━━ 本文
TABI天使日記

天使になったカナダのアジリティ犬と、ママ・パパの日常

Coup de grace

2010-03-30 13:44:18 | インポート
明らかに生贄だよね、仲間のチクリ。

Semrau大尉によるタリバンの「殺人事件」は、首をひねることばかりである。
瀕死のタリバンを銃殺した行為を「武士の情け」ではなく第二級殺人と
起訴している根拠は何なのか?夫によれば「カナダ軍法規に違反しているから」
ということだが、おいおい、事件は戦場アフガニスタンで起こり、相手は
顔一つ変えず少女の顔に薬品を浴びせ焼くようなテロリストだ。

ジュネーブ諸条約により保護されているのは、正規の軍隊に属する兵士であり、
タリバンのようなテロ軍団は関係ない。今回もそうだが軍事裁判は一般に
詳細を伝えないので、一体事実は何なのかわからない。戦場での殺人を全て
裁判にかけるなら、復員兵はほぼ皆同罪になってしまう。

Coup de graceはこれまでも数々の戦場で起こり、このような形でとりあげられ
ることはまれである。近くに医療設備のない戦場で助かる見込みのない重傷
の敵兵を前に、どう対処するか。ひとおもいに楽にしてやるか、放置して
何時間も苦しみながら死ぬのを待つか。どちらが人道的なのか。
私が負傷兵であれば、銃弾を希うだろう。
━━━━
━━ 演習データ
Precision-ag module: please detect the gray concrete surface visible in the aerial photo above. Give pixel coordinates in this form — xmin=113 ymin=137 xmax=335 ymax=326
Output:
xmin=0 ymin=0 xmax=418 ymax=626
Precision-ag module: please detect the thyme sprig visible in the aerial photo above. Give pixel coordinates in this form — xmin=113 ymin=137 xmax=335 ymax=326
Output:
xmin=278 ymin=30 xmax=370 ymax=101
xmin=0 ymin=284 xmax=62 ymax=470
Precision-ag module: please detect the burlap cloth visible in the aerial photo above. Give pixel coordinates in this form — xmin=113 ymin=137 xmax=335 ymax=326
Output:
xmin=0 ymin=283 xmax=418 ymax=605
━━━━
_設問_.
a) 本文によると、Semrau大尉はどの罪で起訴されていますか。
b) Semrau大尉の事件を論じた本文を、最後の文の後から続けて書いてください。

_各問の解答_.
a) 第二級殺人の罪で起訴されています。

b)
Stanley KubrickのFull Metal Jacketの後半で、Jokerのあだ名を持つ兵卒は
ベトナムの戦場へ送られる。次々と仲間を銃殺した狙撃兵を捕らえてみれば、
なんとおさげ髪のベトナム少女であった。瀕死の彼女は血まみれの口から
「撃ち殺して」と英語で懇願する。それまで兵士としての自覚など全くなか
ったJokerだが、躊躇ののちに一発の銃弾で少女の息の根を止めるのだった。

ま、「あれは映画だから」と言ってしまえばそれまでだ。
しかし実際に大尉の行為は、私情から起きた殺人でないことは、誰の目にも
明らかである。上官としての彼にとり、自分の部下達を安全に基地へ帰還させる
ことも責任の一つであり、彼らの身を守るために敵兵を撃ち殺すことは当然
あって問題ないことだ。さらに相手は先にも触れたように、テロリストであり
武器を捨てたように見せかけて隙を見て攻撃してくることなど、日常茶飯事だ。
そういった状況下に行われたこの「事件」が、どう裁かれるのか。